Excerpted text:

[pdftex] [Slightly OT] Width of ragged text

Reinhard Kotucha reinhard.kotucha at web.de
Sat Dec 27 00:51:55 CET 2003


>>>>> "Magnus" == Magnus Lie Hetland <magnus at hetland.org> writes:

    > Hartmut Henkel <hartmut_henkel at gmx.de>:
    >>
    > [snip]
    >> Something similar does varwidth.sty by Donald Arseneau, e. g.:

    > Thanks -- that seems very useful. I didn't even think to look
    > for a style file, only basic techniques... Ah, well. :)

If manual line breaking is sufficient, there is a quite simple
solution.  Recently someone had a similar problem when he wanted to
create flow charts in metapost.  My first thought was that I have to
step through the lines, determine each's length, remember the longest
line, create a box...  It sounds difficult, but isn't it exactly
something TeX has to do when typesetting tables?

If you have large paragraphs, varwidth.sty is better because it uses
TeX's line breaking algorithm, but if there are only a few short
lines, it might be easier to use the tabular environment.

In the following example, I have put an \fbox around each box to make
it's size visible.

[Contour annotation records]
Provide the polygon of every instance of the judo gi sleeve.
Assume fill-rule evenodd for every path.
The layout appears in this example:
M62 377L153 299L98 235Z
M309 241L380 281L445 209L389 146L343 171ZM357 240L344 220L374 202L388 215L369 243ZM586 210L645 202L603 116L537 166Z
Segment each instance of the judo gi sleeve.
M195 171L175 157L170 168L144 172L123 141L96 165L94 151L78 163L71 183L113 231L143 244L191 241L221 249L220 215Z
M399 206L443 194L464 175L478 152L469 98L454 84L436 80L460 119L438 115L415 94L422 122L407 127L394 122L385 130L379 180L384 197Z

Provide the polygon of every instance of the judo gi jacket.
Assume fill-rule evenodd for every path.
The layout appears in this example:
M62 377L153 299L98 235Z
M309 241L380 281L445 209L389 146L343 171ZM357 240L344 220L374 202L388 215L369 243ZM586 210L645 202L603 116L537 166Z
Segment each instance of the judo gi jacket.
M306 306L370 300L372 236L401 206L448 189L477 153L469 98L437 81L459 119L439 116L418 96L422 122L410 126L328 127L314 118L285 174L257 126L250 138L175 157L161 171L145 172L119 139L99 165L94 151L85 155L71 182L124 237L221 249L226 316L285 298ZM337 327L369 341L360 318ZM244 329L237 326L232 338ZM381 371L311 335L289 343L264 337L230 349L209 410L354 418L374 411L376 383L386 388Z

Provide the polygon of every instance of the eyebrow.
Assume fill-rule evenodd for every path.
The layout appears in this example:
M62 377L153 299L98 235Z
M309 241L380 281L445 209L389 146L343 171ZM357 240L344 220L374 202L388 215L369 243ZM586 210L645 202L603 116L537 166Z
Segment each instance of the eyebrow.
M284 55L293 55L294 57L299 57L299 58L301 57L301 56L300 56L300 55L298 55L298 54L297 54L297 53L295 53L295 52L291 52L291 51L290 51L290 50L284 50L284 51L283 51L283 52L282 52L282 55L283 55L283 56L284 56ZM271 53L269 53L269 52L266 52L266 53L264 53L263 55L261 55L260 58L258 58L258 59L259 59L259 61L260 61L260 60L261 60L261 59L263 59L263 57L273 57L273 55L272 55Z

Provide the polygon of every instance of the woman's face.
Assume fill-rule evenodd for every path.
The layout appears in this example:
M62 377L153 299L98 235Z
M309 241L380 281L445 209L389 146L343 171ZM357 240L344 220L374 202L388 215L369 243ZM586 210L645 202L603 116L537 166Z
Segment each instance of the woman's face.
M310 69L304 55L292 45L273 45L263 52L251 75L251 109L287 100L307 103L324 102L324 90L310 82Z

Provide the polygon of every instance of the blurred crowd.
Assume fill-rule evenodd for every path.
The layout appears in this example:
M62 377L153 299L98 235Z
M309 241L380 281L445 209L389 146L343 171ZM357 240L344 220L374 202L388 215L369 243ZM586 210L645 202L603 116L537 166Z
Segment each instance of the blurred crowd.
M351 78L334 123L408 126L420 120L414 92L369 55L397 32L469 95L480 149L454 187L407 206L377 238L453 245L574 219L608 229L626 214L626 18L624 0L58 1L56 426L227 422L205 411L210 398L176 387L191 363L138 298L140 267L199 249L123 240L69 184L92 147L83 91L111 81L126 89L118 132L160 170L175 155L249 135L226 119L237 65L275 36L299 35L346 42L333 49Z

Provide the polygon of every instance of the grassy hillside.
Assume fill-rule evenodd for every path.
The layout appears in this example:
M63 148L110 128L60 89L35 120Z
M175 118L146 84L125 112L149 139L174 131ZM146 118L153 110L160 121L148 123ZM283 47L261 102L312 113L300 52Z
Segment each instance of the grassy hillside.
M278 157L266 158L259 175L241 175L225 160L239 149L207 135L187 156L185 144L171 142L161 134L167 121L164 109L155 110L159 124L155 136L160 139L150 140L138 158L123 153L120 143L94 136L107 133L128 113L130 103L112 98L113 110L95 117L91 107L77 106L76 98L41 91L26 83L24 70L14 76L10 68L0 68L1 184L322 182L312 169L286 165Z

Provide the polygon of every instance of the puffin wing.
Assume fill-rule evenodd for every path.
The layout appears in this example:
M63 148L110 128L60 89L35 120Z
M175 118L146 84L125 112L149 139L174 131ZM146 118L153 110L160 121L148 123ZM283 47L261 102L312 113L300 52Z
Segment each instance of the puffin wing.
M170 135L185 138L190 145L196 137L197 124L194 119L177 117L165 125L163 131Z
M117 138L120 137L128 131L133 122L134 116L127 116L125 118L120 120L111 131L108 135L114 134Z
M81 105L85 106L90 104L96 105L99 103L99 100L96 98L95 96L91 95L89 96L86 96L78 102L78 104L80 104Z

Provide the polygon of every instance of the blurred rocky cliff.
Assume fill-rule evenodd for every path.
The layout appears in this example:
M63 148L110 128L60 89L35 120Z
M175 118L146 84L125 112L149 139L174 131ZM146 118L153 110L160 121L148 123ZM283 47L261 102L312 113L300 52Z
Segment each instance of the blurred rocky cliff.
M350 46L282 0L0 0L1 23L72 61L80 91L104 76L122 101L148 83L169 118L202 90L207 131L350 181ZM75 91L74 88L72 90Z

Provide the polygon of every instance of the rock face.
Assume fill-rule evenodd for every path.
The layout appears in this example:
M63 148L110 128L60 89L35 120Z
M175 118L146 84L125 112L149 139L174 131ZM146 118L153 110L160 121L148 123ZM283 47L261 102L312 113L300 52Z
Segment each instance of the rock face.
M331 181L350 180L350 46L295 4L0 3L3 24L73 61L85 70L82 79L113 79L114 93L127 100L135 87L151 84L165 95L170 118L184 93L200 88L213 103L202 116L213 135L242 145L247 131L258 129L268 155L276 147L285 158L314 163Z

Exercise instructions:
1/ Please repeat the post on ragged text width word for word from "If you have" to "the tabular environment.".
2/ Answer these questions from the post on ragged text width:
(a) Which style file did Hartmut Henkel mention, and who wrote it?
(b) What did someone recently want to create in metapost?
(c) In the final example, what was put around each box, and why?
3/ Translate this sentence from the post on ragged text width into Spanish: "If you have large paragraphs, varwidth.sty is better because it uses TeX's line breaking algorithm, but if there are only a few short lines, it might be easier to use the tabular environment."

Outputs in order:
1/
If you have large paragraphs, varwidth.sty is better because it uses
TeX's line breaking algorithm, but if there are only a few short
lines, it might be easier to use the tabular environment.

2/
(a) varwidth.sty, by Donald Arseneau.
(b) Flow charts.
(c) An \fbox, to make its size visible.

3/ Si tienes párrafos grandes, varwidth.sty es mejor porque usa el algoritmo de división de líneas de TeX, pero si solo hay unas pocas líneas cortas, podría ser más fácil usar el entorno tabular.